→ **Stated goal**: In this exercise, return the whole listing exactly, excluding any images.

→ **Data to process**:
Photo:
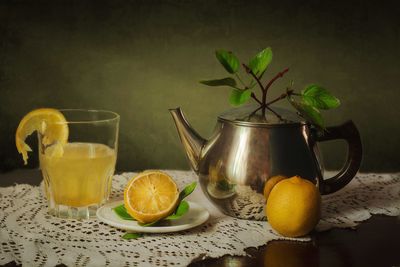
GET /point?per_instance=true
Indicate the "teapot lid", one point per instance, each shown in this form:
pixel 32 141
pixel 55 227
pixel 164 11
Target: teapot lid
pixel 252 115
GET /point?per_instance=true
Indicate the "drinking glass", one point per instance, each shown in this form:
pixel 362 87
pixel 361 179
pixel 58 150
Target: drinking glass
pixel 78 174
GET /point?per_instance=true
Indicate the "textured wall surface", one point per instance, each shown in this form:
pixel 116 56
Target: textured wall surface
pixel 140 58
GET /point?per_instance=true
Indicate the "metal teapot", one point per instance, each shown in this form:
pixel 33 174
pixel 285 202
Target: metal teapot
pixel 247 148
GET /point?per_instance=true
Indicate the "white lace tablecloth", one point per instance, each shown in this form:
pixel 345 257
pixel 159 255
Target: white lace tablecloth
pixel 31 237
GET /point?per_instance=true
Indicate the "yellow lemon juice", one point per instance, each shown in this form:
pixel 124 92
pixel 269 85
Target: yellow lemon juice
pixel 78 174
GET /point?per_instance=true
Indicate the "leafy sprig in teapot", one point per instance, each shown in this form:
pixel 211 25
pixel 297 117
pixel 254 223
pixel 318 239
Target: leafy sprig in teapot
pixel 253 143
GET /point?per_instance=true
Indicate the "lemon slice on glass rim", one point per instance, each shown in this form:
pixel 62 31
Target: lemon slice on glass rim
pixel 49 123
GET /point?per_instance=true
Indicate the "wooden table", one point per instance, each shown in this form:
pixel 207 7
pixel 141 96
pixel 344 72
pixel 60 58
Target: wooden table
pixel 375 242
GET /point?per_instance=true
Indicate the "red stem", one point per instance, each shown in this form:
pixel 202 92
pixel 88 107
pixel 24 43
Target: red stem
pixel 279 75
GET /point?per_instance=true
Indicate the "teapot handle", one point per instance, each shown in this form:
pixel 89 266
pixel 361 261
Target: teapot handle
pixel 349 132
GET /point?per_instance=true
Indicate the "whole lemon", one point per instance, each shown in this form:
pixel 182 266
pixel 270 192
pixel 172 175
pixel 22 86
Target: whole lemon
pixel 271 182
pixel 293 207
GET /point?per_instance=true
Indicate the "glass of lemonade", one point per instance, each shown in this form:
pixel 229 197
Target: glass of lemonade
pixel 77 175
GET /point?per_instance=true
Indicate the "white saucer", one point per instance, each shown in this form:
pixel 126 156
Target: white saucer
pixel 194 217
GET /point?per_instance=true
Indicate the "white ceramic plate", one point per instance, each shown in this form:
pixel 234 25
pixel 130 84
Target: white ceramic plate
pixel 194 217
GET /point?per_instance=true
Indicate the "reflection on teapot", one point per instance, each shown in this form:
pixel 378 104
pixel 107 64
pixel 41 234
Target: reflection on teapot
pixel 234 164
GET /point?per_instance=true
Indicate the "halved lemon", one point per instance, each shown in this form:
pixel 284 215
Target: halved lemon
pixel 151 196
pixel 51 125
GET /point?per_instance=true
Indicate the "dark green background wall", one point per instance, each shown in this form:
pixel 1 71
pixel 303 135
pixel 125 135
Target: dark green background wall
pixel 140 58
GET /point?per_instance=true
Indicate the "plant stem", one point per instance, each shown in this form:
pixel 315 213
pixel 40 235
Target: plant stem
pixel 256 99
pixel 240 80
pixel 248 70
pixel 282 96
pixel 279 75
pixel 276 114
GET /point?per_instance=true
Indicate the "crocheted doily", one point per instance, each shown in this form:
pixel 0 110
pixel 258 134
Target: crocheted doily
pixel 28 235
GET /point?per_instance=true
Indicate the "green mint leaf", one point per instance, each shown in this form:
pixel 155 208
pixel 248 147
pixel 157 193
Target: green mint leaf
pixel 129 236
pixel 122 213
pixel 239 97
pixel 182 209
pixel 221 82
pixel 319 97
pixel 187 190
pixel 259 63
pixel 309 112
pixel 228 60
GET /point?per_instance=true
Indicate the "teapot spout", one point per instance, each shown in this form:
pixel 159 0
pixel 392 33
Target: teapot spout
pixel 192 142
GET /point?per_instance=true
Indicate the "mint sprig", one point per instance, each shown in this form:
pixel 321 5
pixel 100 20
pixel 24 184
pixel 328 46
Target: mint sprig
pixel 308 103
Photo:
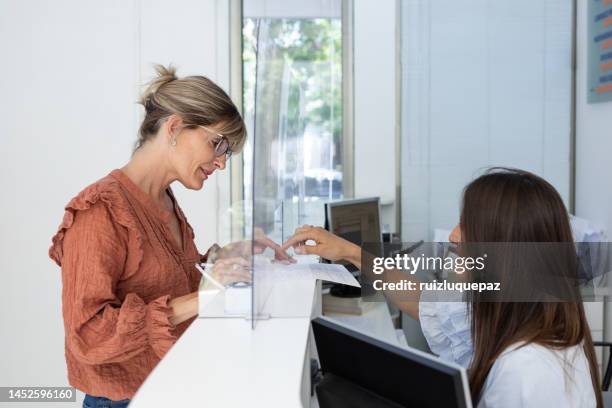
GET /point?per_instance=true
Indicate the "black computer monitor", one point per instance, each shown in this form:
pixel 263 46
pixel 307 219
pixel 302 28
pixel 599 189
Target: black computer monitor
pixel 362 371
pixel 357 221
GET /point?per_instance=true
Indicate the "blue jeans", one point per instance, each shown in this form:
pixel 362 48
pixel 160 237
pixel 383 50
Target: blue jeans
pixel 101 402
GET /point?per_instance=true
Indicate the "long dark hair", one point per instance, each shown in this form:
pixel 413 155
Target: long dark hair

→ **Solution to this task**:
Photo:
GET /point?per_instance=true
Indicate the "teapot lid", one point per instance, each shown in this form:
pixel 32 141
pixel 55 227
pixel 164 11
Target: teapot lid
pixel 252 115
GET /point?per_instance=true
Indicate the "drinking glass", one point per instance, each shown in this form:
pixel 362 87
pixel 361 179
pixel 58 150
Target: drinking glass
pixel 78 174
GET /point?per_instance=true
Indicate the "textured wall surface", one point per instance, each shown in this form:
pixel 116 56
Target: textured wall surface
pixel 140 58
GET /point?per_instance=true
Indicate the "metal teapot", one point per instance, each shown in this form:
pixel 33 174
pixel 285 202
Target: metal teapot
pixel 247 148
GET /point?per_instance=true
Indicate the "white lace tablecloth", one point per instance, each shown in this form:
pixel 345 257
pixel 159 255
Target: white lace tablecloth
pixel 31 237
GET /point?per_instance=true
Indicate the "yellow lemon juice", one point per instance, each shown in this form:
pixel 124 92
pixel 269 85
Target: yellow lemon juice
pixel 78 174
GET /point?per_instance=true
Indicate the "leafy sprig in teapot", one point per instance, each shown in this form:
pixel 211 25
pixel 297 117
pixel 254 223
pixel 318 239
Target: leafy sprig in teapot
pixel 253 143
GET /point?per_instance=true
Indicate the "lemon slice on glass rim", one point per instance, each shown in this form:
pixel 62 31
Target: lemon slice on glass rim
pixel 49 123
GET /point?per_instance=true
Indicate the "wooden table", one point per instance, each shown in this form:
pixel 207 7
pixel 141 96
pixel 344 72
pixel 60 58
Target: wooden table
pixel 375 242
GET /point?per_instance=true
Indicate the "red stem", one point per instance, each shown in this form:
pixel 202 92
pixel 88 107
pixel 24 43
Target: red stem
pixel 279 75
GET /point?per_instance=true
Indicate the "teapot handle", one point per instance, each shown in this form:
pixel 89 266
pixel 361 261
Target: teapot handle
pixel 349 132
GET /point?per_instance=true
Indicate the "whole lemon", one point per instance, each shown in this form:
pixel 182 266
pixel 270 192
pixel 172 175
pixel 22 86
Target: whole lemon
pixel 271 182
pixel 293 207
GET /point?per_instance=true
Indicate the "glass of lemonade", one point per instance, each shown in this form:
pixel 229 197
Target: glass of lemonade
pixel 77 175
GET /point?per_instance=true
Indicate the "white saucer", one point per instance, each shown in this form:
pixel 126 156
Target: white saucer
pixel 194 217
GET /point?per_instance=true
Indicate the "white ceramic plate", one point per instance, each shown in this form:
pixel 234 25
pixel 130 84
Target: white ceramic plate
pixel 194 217
GET /point?per_instance=true
Indicate the "reflection on teapot", one point per instance, each shown in this form:
pixel 378 104
pixel 107 64
pixel 41 234
Target: reflection on teapot
pixel 234 164
GET /point?per_instance=true
Indicate the "halved lemon", one point per instance, each shown in this form:
pixel 284 215
Target: halved lemon
pixel 151 196
pixel 51 125
GET /point?per_instance=true
Indicate the "dark green background wall", one point per instance, each shown in this form:
pixel 1 71
pixel 303 135
pixel 125 135
Target: dark green background wall
pixel 140 58
GET /point?per_instance=true
Indicate the "plant stem", one point per instance, each shown in this form:
pixel 315 213
pixel 40 235
Target: plant stem
pixel 256 99
pixel 240 80
pixel 248 70
pixel 282 96
pixel 279 75
pixel 276 114
GET /point?per_instance=true
Indicate the "crocheted doily", one point per instance, each shown in this form:
pixel 0 110
pixel 258 134
Target: crocheted doily
pixel 28 235
GET /point?per_instance=true
Indicate the "green mint leaf", one point per instance, each shown in this form:
pixel 155 208
pixel 248 147
pixel 157 193
Target: green mint leaf
pixel 129 236
pixel 122 213
pixel 239 97
pixel 182 209
pixel 221 82
pixel 319 97
pixel 187 190
pixel 259 63
pixel 309 112
pixel 228 60
GET /point?per_instance=true
Indicate the "teapot spout", one point per instance, each shown in this form:
pixel 159 0
pixel 392 33
Target: teapot spout
pixel 192 142
GET /point?per_instance=true
Indicate the "mint sprig", one point per instance, each shown in this form:
pixel 321 5
pixel 100 20
pixel 24 184
pixel 328 46
Target: mint sprig
pixel 308 103
Photo:
GET /point?per_instance=true
Indicate the "black computer monitor", one point per instance, each shown in this form:
pixel 263 46
pixel 307 219
pixel 302 28
pixel 599 189
Target: black computer monitor
pixel 362 371
pixel 357 221
GET /point?per_instance=true
Indicate the "blue jeans", one point per instance, each shown in this form:
pixel 362 48
pixel 160 237
pixel 383 50
Target: blue jeans
pixel 101 402
GET /point?per_instance=true
Indicate the "long dark hair", one point per instance, each shown in this form:
pixel 413 155
Target: long dark hair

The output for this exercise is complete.